Passage to read

- - -

Josef Rösch, M.D., an interventional radiologist and Czech Republic native recruited to Oregon Health & Science University in 1967 by angioplasty pioneer Charles Dotter, is receiving a prestigious American Heart Association honor.

Rösch, professor of diagnostic radiology and director of research at the Dotter Interventional Institute, OHSU School of Medicine, has been named a Distinguished Scientist by the Dallas-based nonprofit health organization. The recognition was announced Sunday at its annual Scientific Sessions conference in New Orleans.

According to a letter from the association's president, Alice Jacobs, M.D., and the chairman of its Council Operations Committee, Roberto Bolli, M.D., the title recognizes Rösch's "seminal research work that has importantly advanced our understanding and management of cardiovascular disease or stroke."

The AHA said novelty, significance and impact of Rösch's research, as well as his stature in the field, were among the criteria used by the selection committee in determining his qualification for the honor.

"As one of our Distinguished Scientists, the AHA looks to you for advice and leadership in its scientific activities," the organization said. It added that Rösch will be invited to participate in the AHA's early career development programs, present lectures at scientific sessions and conferences, and serve as an expert consultant in "various matters pertaining to the scientific mission of the Association."

Rösch's research work has covered a wide range of vascular and interventional radiology, including development of the TIPS (transjugular intrahepatic portosystemic shunt) technique, and introduction of embolization treatment of gastrointestinal hemorrhage. He has published more than 450 scientific papers and book chapters, two books, and 14 teaching films, videos and CDs.

"The motto of my work is if you want to learn something, write a paper about it; if you want to know everything, write a book," Rösch said, laughing. "It's been interesting."

- - -

Dataset
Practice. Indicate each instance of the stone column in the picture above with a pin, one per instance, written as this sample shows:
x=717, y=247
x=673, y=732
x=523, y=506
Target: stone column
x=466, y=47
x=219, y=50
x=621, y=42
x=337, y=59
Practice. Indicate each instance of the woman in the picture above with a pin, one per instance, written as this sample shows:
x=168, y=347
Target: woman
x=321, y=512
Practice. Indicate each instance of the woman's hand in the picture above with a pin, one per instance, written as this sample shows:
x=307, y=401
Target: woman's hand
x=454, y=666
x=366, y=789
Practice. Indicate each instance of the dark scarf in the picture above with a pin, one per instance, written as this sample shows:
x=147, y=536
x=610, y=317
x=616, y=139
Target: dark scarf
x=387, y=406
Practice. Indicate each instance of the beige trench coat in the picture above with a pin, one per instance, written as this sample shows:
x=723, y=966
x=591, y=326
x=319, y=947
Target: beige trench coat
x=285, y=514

- - -

Task instructions
1: Answer these questions from the article on Josef Rösch's honor:
(a) Who recruited Rösch to Oregon Health & Science University, and in what year?
(b) In which city was the honor announced?
(c) How many scientific papers and book chapters has Rösch published?
2: Write the next few paragraphs of the article on Josef Rösch's honor, picking up after its last sentence.
The records stand apart from the article on Josef Rösch and have nothing to do with it.

Written responses
1:
(a) Charles Dotter, in 1967.
(b) New Orleans.
(c) More than 450.

2:
Rösch has earned numerous accolades in his career. He has received gold medals from the Society of Cardiovascular and Interventional Radiology, the European Congress of Radiology and the European Association of Radiology, the Japanese Society of Cardiovascular and Interventional Radiology, and the Western Angiographic and Interventional Society.

He has been honored in the past by the American Heart Association, whose scientific council gave him the Distinguished Achievement Award in 1999.

In 2003, lectures at annual meetings of the Cardiovascular & Interventional Society of Europe and the Interventional Radiology Society of Czech Republic were established in Rösch's name. An endowed research professorship also was established his name at the Dotter Institute.

Rösch has been professor of diagnostic radiology (interventional radiology) at OHSU since 1970 and served as the Dotter Institute's director between 1990 and 1993. Since 1993, he has been Dotter's director of research.

He earned his medical degree from Charles University in Prague, Czech Republic in 1950.

Rösch says his work with Charles Dotter, M.D., who performed the world's first percutaneous transluminal angioplasty at OHSU on Jan. 16, 1964, inspired him to become an interventional radiologist, a discipline he'll continue to follow "as long as I'm able to do it, physically and mentally."

"I don't smoke. I don't drink. I cannot afford it now because it would cloud my mind," Rösch, 79, says from his office on the OHSU campus.